== TESTO DELLA PAGINA ==

Dalle macerie la città, ancora una volta rediviva, sarebbe rinata grazie alla solidarietà nazionale e agli aiuti internazionali, ma senza le stesse funzioni ormai “inesorabilmente” sparite e, quindi, senza “anima”. L’anima della vecchia città era il porto, come scriveva Luigi Barzini sul «Corriere della Sera» il 4 febbraio 1909:
“Messina esisteva soltanto perché aveva un porto” e, perciò, il governo doveva “far rivivere il cuore della città morta”, cioè il suo porto, piuttosto che pensare a riaprire gli uffici statali.
Barzini sottolineava la prioritaria necessità di ridare a Messina subito quella sua vitale “sorgente di ricchezza” piuttosto che dare vita a una “città amministrativa” alimentata “artificiosamente” dagli aiuti e dagli interventi statali. Invece, come mette in evidenza nel 1913 Giorgio Mortara (“Come vive dunque Messina?”), dopo il sisma è soprattutto lo Stato a fornire le prime fonti di reddito (pubblico impiego, lavori pubblici, ecc.), mentre si riducono i proventi dal commercio marittimo e da attività imprenditoriali: la borghesia mercantile, per secoli egemone nella realtà cittadina, non ritrova più una sua specificità economica, mentre un nuovo blocco di potere unisce interessi politici, economici e finanziari intorno alla ricostruzione edilizia pubblica e privata.

===
== MATERIALE FORNITO ==

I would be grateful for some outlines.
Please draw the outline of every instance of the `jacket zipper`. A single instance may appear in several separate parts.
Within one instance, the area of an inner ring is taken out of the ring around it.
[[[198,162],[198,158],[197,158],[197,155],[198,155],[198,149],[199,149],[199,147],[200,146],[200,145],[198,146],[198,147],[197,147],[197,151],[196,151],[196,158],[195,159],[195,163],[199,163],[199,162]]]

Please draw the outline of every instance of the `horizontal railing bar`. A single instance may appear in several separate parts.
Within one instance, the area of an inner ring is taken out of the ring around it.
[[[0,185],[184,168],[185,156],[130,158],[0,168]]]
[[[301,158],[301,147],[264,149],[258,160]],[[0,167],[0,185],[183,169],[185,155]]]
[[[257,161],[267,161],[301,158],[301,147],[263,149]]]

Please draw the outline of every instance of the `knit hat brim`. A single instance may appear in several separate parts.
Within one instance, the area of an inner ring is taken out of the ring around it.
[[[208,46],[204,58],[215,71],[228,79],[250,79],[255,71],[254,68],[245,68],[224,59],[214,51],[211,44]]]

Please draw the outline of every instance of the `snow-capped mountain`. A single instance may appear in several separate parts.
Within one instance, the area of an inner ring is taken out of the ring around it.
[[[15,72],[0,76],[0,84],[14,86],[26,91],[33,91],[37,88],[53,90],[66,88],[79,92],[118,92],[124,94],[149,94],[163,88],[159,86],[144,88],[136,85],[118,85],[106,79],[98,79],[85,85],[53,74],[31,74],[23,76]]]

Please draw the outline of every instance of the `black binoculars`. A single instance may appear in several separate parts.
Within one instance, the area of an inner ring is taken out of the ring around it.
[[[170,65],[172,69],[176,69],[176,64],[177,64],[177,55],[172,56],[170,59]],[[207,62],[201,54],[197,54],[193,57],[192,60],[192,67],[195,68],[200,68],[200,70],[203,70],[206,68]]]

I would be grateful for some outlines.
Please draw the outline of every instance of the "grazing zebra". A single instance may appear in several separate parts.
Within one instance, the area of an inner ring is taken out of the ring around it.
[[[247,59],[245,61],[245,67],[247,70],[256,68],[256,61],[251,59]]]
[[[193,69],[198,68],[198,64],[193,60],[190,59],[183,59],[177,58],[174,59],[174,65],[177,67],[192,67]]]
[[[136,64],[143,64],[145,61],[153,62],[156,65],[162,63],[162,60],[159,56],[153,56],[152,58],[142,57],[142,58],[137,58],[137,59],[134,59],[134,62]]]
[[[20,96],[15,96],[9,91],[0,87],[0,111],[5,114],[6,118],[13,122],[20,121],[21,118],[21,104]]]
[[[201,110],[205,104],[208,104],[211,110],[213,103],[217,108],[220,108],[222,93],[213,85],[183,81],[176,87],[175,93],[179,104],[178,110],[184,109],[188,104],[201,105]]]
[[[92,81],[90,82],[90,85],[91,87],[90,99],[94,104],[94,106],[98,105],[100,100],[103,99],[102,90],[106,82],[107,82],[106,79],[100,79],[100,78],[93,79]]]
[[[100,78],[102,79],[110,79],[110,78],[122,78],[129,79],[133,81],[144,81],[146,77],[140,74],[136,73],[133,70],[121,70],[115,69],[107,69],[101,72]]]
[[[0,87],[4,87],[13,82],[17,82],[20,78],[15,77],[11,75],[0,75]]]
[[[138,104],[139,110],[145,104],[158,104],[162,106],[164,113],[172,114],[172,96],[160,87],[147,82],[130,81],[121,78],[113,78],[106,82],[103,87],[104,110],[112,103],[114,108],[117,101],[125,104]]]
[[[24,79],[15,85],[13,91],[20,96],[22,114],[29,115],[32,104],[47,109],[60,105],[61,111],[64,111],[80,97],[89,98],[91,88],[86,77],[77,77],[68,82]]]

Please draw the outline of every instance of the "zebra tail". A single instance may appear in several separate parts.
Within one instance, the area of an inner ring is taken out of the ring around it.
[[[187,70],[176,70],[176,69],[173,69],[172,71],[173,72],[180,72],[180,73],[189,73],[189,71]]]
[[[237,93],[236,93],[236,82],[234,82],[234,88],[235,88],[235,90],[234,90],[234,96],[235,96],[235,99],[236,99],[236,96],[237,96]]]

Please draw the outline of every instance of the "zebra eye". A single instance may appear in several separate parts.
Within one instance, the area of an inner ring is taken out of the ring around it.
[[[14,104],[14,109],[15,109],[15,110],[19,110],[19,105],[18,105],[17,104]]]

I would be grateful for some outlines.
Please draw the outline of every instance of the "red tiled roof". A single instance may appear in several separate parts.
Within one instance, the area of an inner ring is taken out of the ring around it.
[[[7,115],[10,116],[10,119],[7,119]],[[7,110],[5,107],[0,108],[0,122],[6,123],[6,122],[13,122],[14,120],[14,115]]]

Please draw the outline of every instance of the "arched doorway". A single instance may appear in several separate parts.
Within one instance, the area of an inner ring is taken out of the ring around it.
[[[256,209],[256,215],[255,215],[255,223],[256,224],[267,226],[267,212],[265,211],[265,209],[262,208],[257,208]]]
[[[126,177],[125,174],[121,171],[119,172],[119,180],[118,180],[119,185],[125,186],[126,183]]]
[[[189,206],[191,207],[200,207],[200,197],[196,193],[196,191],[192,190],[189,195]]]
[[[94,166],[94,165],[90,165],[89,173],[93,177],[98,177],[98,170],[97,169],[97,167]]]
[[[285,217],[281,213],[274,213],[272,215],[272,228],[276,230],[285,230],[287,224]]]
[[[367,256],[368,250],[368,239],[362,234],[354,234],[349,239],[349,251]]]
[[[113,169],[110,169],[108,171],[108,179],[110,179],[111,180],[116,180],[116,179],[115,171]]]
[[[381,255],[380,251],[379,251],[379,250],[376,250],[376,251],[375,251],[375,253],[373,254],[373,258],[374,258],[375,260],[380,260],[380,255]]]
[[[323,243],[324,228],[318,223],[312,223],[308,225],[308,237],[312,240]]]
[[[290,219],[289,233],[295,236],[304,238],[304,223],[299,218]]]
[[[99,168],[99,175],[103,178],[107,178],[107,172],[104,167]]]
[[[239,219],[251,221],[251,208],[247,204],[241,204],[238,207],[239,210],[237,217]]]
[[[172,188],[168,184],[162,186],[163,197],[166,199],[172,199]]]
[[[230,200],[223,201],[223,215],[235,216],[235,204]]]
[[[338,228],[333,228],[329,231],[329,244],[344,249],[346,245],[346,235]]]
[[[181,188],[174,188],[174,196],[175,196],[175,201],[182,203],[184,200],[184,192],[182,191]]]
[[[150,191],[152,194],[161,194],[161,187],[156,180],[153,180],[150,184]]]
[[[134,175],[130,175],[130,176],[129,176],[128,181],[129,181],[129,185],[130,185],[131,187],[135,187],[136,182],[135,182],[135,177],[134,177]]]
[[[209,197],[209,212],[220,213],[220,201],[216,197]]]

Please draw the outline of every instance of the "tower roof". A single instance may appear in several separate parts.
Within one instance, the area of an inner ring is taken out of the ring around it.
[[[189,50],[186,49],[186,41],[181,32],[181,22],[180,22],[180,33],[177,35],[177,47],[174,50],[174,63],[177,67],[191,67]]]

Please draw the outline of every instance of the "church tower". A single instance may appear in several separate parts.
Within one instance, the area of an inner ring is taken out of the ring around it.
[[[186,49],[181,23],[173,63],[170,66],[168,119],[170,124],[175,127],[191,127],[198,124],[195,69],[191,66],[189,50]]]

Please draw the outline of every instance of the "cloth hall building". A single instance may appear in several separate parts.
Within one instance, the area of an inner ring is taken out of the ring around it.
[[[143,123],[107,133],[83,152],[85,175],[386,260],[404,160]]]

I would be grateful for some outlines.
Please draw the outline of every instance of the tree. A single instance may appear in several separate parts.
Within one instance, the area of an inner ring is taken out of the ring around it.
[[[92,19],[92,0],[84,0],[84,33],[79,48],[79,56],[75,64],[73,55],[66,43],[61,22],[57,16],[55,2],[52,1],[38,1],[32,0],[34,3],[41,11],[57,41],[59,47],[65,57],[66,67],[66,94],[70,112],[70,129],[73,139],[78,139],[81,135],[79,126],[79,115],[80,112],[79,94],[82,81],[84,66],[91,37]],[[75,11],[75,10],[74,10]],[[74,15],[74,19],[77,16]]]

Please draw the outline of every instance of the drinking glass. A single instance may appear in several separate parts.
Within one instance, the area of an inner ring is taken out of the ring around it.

===

CONSEGNA A
Cita dal testo su Messina il tratto che va da "Barzini sottolineava la" fino a "pubblica e privata.", senza alcuna modifica.
CONSEGNA B
Quali tipi di interessi unisce il nuovo blocco di potere descritto nel testo su Messina? Elencali tutti.
Serve soltanto il testo della pagina, non il materiale.

RISPOSTA SCRITTA A
Barzini sottolineava la prioritaria necessità di ridare a Messina subito quella sua vitale “sorgente di ricchezza” piuttosto che dare vita a una “città amministrativa” alimentata “artificiosamente” dagli aiuti e dagli interventi statali. Invece, come mette in evidenza nel 1913 Giorgio Mortara (“Come vive dunque Messina?”), dopo il sisma è soprattutto lo Stato a fornire le prime fonti di reddito (pubblico impiego, lavori pubblici, ecc.), mentre si riducono i proventi dal commercio marittimo e da attività imprenditoriali: la borghesia mercantile, per secoli egemone nella realtà cittadina, non ritrova più una sua specificità economica, mentre un nuovo blocco di potere unisce interessi politici, economici e finanziari intorno alla ricostruzione edilizia pubblica e privata.

RISPOSTA SCRITTA B
- interessi politici
- interessi economici
- interessi finanziari